Tally the lines below that contain "person" and reply with only the tally.

━━ DATASET EXTRACT

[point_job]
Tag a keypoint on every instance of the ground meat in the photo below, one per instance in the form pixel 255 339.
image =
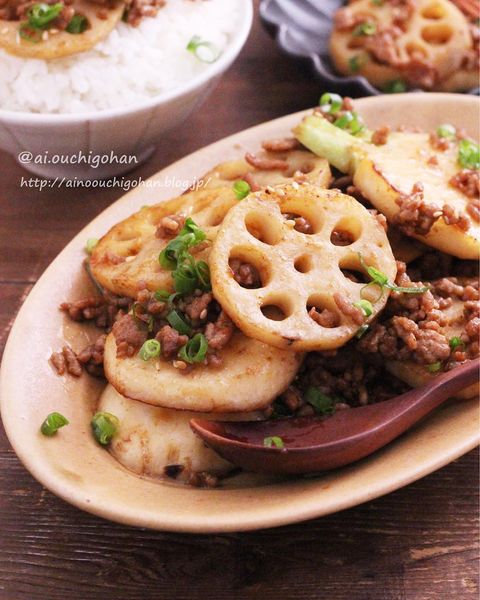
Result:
pixel 415 215
pixel 325 318
pixel 170 226
pixel 347 308
pixel 136 10
pixel 171 341
pixel 468 182
pixel 66 361
pixel 281 145
pixel 198 307
pixel 220 332
pixel 91 357
pixel 266 164
pixel 130 335
pixel 380 135
pixel 245 274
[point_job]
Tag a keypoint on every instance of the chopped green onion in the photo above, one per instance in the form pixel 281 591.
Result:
pixel 53 423
pixel 456 342
pixel 241 189
pixel 365 28
pixel 178 323
pixel 150 349
pixel 330 103
pixel 380 279
pixel 78 24
pixel 362 331
pixel 446 130
pixel 396 86
pixel 31 34
pixel 90 245
pixel 323 404
pixel 40 15
pixel 203 274
pixel 195 349
pixel 205 51
pixel 469 154
pixel 365 306
pixel 273 441
pixel 104 427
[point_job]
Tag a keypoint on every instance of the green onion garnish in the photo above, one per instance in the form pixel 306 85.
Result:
pixel 241 189
pixel 104 427
pixel 380 279
pixel 446 130
pixel 363 29
pixel 178 323
pixel 330 103
pixel 205 51
pixel 365 306
pixel 273 441
pixel 195 349
pixel 53 423
pixel 469 154
pixel 150 349
pixel 323 404
pixel 90 245
pixel 396 86
pixel 78 24
pixel 456 342
pixel 41 14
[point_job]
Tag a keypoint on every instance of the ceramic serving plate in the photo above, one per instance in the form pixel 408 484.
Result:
pixel 75 468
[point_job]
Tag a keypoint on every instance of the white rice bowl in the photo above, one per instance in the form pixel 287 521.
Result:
pixel 131 65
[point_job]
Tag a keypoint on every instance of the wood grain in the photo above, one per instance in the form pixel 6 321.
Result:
pixel 419 543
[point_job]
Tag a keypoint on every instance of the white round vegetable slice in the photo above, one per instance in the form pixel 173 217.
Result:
pixel 158 442
pixel 129 252
pixel 304 242
pixel 252 374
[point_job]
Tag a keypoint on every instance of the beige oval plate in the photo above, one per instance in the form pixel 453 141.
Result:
pixel 71 464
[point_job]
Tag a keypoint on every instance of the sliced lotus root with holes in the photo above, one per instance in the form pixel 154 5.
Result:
pixel 128 253
pixel 301 164
pixel 436 34
pixel 300 271
pixel 63 43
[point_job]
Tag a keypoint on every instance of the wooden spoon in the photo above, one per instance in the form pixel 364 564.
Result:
pixel 312 444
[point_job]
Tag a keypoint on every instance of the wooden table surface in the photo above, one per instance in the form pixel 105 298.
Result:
pixel 419 543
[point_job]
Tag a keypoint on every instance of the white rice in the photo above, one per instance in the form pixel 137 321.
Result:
pixel 131 65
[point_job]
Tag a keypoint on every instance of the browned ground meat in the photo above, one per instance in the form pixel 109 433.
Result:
pixel 66 361
pixel 220 332
pixel 281 145
pixel 348 309
pixel 139 9
pixel 468 182
pixel 170 226
pixel 451 217
pixel 130 335
pixel 415 215
pixel 245 274
pixel 266 164
pixel 380 135
pixel 171 341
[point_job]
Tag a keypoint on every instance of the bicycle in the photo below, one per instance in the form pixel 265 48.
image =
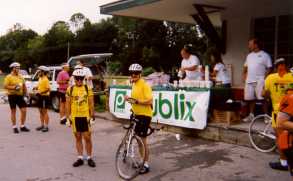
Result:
pixel 261 134
pixel 130 154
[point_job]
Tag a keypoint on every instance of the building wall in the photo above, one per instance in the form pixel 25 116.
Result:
pixel 239 16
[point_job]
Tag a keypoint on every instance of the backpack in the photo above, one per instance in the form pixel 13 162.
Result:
pixel 86 89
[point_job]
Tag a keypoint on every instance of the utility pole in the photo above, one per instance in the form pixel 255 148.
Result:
pixel 68 50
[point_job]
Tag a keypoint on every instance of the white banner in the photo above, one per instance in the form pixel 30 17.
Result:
pixel 179 108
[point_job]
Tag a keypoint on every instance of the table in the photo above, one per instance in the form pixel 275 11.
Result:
pixel 183 107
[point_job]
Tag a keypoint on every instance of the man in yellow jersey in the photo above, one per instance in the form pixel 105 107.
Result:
pixel 15 86
pixel 43 93
pixel 285 123
pixel 80 114
pixel 142 108
pixel 275 87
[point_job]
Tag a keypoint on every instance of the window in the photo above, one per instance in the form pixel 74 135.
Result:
pixel 276 33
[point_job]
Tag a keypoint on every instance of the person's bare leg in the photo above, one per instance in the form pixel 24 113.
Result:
pixel 88 143
pixel 144 140
pixel 22 115
pixel 78 144
pixel 13 117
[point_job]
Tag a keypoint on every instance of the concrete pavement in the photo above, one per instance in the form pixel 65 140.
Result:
pixel 38 156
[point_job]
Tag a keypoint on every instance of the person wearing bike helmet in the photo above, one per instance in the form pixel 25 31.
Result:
pixel 142 108
pixel 43 93
pixel 80 115
pixel 285 124
pixel 15 86
pixel 275 88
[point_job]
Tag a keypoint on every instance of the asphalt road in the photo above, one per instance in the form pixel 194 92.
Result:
pixel 37 156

━━━━

*RESPONSE*. 2